Exercise prompt » Once you find the line containing "Reviewer note: every instance of the dusty", set down exactly that line and every one after it through the end of the listing below, with both ends included and any pictures omitted.

Data extracts »

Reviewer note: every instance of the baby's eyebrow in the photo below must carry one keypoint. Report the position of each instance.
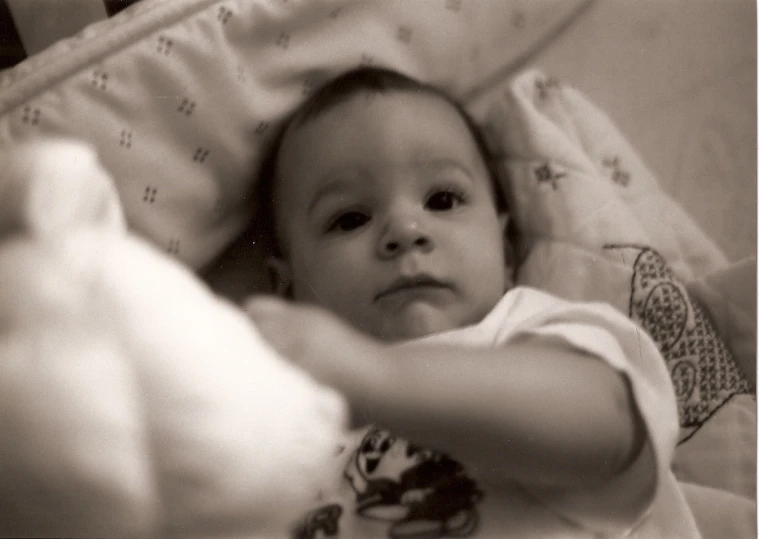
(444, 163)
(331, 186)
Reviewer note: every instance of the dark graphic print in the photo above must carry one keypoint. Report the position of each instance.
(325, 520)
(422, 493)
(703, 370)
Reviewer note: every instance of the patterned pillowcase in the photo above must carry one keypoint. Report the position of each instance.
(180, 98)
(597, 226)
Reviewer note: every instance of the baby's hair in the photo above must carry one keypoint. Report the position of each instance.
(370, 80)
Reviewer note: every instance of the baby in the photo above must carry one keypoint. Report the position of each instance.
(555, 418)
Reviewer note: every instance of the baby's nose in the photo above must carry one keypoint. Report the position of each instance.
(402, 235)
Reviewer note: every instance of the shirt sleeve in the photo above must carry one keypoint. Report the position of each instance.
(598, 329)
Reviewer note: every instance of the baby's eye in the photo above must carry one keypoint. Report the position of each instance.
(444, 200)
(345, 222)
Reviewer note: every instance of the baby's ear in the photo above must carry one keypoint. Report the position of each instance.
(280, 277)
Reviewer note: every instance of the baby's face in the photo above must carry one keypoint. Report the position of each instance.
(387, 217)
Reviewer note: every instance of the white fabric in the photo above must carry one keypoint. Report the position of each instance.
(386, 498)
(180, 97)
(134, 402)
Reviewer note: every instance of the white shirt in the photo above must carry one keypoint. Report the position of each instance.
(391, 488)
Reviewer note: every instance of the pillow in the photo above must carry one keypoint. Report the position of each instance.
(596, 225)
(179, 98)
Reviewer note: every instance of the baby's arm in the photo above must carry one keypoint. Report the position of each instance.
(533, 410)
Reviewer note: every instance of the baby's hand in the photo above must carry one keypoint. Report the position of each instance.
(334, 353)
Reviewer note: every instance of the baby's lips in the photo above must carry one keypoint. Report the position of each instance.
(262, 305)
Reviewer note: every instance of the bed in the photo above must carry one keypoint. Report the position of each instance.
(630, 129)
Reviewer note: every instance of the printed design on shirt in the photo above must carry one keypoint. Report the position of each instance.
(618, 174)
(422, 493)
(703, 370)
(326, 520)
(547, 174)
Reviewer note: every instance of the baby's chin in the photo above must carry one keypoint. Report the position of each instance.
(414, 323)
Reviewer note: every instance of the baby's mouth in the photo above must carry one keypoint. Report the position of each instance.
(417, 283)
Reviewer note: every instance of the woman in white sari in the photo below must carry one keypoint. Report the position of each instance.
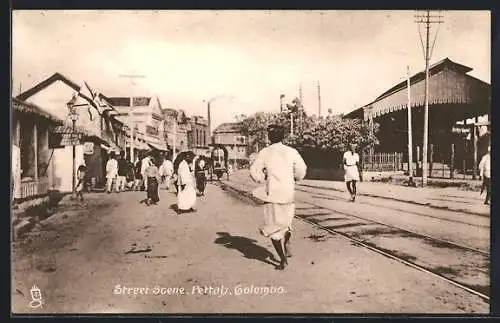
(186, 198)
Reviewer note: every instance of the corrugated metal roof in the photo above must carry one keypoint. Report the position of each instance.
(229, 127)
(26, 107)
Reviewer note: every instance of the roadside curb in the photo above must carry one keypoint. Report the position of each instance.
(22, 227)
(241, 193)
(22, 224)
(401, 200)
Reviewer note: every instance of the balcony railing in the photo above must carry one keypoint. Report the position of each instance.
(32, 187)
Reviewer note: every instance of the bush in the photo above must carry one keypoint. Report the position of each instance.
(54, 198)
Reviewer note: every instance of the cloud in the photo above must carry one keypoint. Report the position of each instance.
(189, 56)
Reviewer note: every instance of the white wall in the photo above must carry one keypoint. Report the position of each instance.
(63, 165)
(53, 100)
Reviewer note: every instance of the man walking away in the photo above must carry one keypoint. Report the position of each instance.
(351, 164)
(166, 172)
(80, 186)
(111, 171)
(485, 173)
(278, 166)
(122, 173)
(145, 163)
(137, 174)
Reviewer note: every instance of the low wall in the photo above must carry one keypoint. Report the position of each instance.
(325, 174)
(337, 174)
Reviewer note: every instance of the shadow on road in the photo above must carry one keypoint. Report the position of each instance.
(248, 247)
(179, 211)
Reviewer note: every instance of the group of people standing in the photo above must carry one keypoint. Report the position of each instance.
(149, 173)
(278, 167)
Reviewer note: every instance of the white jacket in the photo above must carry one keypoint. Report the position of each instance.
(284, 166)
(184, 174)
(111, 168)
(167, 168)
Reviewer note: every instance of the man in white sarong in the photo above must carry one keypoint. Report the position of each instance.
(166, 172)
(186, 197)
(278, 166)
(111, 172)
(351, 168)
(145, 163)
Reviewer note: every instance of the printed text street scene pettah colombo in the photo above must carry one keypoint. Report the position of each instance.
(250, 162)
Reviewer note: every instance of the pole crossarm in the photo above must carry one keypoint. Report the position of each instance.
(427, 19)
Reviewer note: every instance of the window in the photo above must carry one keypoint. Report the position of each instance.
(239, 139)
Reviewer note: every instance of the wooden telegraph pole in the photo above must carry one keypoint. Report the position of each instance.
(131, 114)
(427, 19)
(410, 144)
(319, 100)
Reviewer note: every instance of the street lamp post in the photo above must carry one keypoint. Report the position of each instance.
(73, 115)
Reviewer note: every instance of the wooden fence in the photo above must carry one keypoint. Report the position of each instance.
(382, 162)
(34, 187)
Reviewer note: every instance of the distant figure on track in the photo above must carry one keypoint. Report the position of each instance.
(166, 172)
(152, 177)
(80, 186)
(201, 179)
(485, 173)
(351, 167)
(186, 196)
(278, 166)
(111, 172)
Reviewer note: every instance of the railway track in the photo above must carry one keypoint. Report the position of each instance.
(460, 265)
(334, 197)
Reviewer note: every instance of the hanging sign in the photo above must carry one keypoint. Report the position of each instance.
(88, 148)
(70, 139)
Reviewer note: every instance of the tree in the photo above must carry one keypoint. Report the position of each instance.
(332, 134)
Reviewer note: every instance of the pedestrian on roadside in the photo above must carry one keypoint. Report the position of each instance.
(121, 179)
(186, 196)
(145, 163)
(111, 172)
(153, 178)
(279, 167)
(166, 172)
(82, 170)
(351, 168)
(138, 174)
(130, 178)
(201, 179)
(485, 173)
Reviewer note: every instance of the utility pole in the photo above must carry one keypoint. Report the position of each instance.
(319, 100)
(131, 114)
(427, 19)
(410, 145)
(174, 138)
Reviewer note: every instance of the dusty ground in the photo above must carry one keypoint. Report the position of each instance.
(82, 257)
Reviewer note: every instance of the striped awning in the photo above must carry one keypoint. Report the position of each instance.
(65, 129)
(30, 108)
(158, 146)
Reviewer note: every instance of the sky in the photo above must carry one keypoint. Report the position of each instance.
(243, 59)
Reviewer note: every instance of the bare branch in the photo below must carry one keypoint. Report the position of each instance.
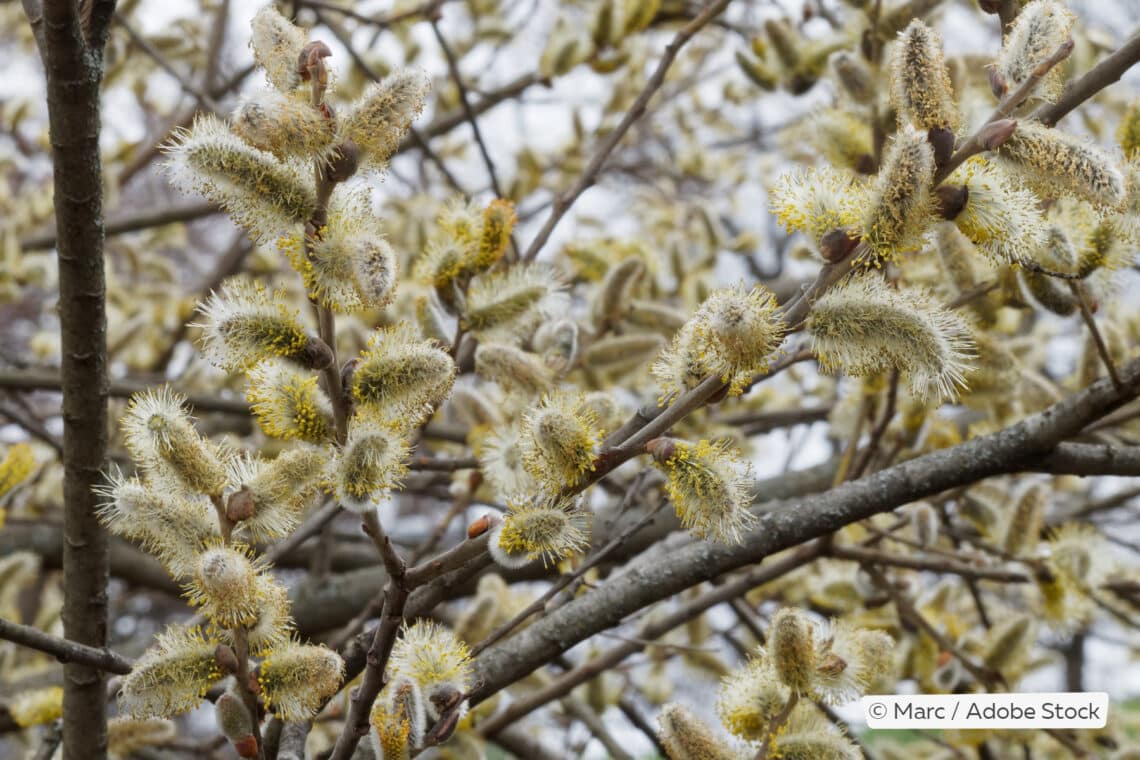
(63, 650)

Task result »
Reviewer note: every instance of the dusty ground in the photo above must carry one keypoint. Report the position of each instance.
(82, 257)
Reviewer note: every instance of the striped awning in the photo above must carry one keypoint. Report the position of each instance.
(65, 129)
(30, 108)
(158, 146)
Reviewer note: every instance of the sky in the photo above must carry one keypoint. Report the position of each instance.
(243, 59)
Reviewer note: every instance of the bare branch in the photo below must carry one keypoint. Report the position of each instance.
(63, 650)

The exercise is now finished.